-- Kutipan yang Disediakan --
..........
HOMILI: Hari Minggu Prapaskah III (Kel 3:1-8a.13-15; Mzm 103:1-4; 1Kor 10:1-6.10-12; Lk 13:1-9)

“Biarkanlah dia tumbuh tahun ini lagi, aku akan mencangkul tanah sekelilingnya dan memberi pupuk kepadanya, mungkin tahun depan ia berbuah; jika tidak, tebanglah dia!"

Rasanya apa yang di dunia ini, manusia, binatang maupun tumbuh-tumbuhan tidak ada yang sempurna, dan tentu saja hal itu disebabkan oleh kelemahan dan keterbatasan manusia sebagai ciptaan terluhur dan termulia di dunia ini. Karena pola hidup yang tidak sesuai dengan kehendak Allah, maka apa yang dilakukan oleh manusia ada kemungkinan membuat manusianya sendiri menderita sakit. Dan memang kita semua sebagai manusia memiliki kecenderungan kuat untuk hidup seenaknya, yang berdampak pada diri kita sendiri menjadi semakin lemah dan harus bekerja keras untuk mencapai sukses atau keberhasilan yang memadai. Agar semuanya dapat tumbuh berkembang dengan baik dan benar, entah manusia, binatang maupun tumbuh-tumbuhan, memang dibutuhkan orang yang ‘mencangkul dan memberi pupuk’ dan tentu saja dalam ‘mencangkul dan memberi pupuk’ juga harus memadai. Sabda hari ini mengajak dan mengingatkan kita semua, bahwa jika kita tidak bertobat alias memperbaiki cara ‘mencangkul dan memupuk’ kita akan mengalami kebinasaan, maka marilah dengan rendah hati kita renungkan pesan sabda hari ini.
..........
-- Instruksi Tugas 1 --
Menurut homili Hari Minggu Prapaskah III, apa penyebab tidak adanya hal yang sempurna di dunia ini?
-- Instruksi Tugas 2 --
Ubah paragraf homili Hari Minggu Prapaskah III yang diawali "Rasanya apa yang di dunia ini" menjadi daftar butir ringkas dengan tetap mempertahankan fakta utamanya.
..........
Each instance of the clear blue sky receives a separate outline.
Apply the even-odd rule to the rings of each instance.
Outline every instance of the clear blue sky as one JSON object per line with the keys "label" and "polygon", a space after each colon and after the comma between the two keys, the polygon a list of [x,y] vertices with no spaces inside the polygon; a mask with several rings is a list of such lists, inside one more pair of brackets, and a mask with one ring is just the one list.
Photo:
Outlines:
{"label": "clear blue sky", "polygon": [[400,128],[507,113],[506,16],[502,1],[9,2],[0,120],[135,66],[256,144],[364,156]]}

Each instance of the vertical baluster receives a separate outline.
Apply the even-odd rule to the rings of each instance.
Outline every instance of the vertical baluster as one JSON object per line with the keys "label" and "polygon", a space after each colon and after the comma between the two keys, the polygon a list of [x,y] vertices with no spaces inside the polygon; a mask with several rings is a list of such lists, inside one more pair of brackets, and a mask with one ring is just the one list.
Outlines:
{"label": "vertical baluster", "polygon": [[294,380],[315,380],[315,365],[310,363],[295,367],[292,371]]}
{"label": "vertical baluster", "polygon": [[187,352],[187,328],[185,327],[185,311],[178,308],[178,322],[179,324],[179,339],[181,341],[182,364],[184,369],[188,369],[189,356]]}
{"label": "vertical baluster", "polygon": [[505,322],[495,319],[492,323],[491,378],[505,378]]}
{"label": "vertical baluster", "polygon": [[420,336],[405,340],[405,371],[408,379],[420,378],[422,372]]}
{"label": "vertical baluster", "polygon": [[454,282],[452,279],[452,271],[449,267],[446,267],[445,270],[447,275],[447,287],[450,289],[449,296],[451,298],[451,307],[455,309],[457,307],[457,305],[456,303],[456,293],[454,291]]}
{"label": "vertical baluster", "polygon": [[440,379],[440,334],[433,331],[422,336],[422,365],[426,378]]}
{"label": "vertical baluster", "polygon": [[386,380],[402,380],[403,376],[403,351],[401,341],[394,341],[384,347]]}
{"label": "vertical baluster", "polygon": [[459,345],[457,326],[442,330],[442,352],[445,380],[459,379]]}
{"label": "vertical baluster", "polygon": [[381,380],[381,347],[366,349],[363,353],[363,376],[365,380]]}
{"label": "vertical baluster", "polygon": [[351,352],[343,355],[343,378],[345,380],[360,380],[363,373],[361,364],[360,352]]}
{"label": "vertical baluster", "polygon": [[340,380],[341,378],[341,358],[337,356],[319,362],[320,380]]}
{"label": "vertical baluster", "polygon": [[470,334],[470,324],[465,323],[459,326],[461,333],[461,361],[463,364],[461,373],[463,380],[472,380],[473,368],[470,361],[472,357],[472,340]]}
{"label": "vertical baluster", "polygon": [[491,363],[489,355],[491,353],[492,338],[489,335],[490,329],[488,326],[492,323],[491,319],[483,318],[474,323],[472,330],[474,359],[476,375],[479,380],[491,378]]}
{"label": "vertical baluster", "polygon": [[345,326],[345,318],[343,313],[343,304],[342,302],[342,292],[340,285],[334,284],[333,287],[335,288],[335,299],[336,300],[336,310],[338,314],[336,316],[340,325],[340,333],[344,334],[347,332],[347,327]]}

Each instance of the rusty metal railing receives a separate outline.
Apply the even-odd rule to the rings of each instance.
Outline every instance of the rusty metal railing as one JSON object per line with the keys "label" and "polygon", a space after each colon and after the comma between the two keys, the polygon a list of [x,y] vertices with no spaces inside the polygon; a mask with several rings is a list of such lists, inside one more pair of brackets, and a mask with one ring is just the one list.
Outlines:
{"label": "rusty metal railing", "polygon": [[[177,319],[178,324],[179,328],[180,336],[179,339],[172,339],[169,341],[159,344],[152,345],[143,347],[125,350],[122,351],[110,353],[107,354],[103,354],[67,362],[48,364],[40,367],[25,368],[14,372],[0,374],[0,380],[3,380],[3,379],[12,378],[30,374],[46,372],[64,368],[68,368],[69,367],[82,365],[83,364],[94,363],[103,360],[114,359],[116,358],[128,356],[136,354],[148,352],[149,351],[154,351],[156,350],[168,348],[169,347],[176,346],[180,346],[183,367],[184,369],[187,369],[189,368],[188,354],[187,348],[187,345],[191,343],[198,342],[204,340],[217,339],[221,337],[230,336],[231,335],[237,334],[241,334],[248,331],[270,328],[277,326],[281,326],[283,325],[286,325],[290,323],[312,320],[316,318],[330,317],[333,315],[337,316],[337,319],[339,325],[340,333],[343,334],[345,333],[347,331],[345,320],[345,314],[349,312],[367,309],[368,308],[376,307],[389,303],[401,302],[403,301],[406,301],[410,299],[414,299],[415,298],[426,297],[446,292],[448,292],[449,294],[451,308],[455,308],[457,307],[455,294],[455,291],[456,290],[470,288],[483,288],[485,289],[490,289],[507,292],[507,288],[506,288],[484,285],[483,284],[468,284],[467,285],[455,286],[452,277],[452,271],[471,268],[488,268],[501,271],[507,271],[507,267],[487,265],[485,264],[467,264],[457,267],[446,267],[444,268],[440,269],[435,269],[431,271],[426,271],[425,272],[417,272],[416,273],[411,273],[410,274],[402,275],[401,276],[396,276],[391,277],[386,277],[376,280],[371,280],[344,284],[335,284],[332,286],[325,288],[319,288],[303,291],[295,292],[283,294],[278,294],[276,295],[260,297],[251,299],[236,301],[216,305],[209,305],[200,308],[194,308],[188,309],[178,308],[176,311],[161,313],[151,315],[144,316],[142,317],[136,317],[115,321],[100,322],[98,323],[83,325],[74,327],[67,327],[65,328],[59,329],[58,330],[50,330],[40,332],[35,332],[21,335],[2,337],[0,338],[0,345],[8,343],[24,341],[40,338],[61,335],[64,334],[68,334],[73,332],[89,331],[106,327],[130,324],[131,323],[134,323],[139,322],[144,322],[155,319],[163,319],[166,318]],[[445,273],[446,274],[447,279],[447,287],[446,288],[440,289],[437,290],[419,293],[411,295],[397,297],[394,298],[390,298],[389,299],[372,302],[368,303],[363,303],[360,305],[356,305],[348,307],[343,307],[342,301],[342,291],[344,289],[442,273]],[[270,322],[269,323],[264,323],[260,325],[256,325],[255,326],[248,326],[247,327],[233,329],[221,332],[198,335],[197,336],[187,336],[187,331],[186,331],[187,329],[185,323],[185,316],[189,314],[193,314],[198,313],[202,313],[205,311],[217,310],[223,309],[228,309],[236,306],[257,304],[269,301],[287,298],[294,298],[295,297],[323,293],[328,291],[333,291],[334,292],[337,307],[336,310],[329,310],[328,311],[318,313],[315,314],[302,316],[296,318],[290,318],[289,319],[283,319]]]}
..........
-- Penyelesaian Tugas 1 --
Penyebabnya adalah kelemahan dan keterbatasan manusia sebagai ciptaan terluhur dan termulia di dunia ini.

-- Penyelesaian Tugas 2 --
- Tidak ada yang sempurna di dunia ini, baik manusia, binatang, maupun tumbuh-tumbuhan. Penyebabnya adalah kelemahan dan keterbatasan manusia sebagai ciptaan terluhur dan termulia.
- Pola hidup yang tidak sesuai dengan kehendak Allah dapat membuat manusia sendiri menderita sakit.
- Kecenderungan kuat untuk hidup seenaknya membuat manusia makin lemah. Akibatnya, manusia harus bekerja keras untuk mencapai keberhasilan yang memadai.
- Agar manusia, binatang, dan tumbuh-tumbuhan dapat tumbuh berkembang dengan baik dan benar, dibutuhkan orang yang ‘mencangkul dan memberi pupuk’ secara memadai.
- Sabda hari ini mengingatkan bahwa tanpa pertobatan, yaitu memperbaiki cara ‘mencangkul dan memupuk’, kita akan mengalami kebinasaan. Karena itu, pesannya perlu direnungkan dengan rendah hati.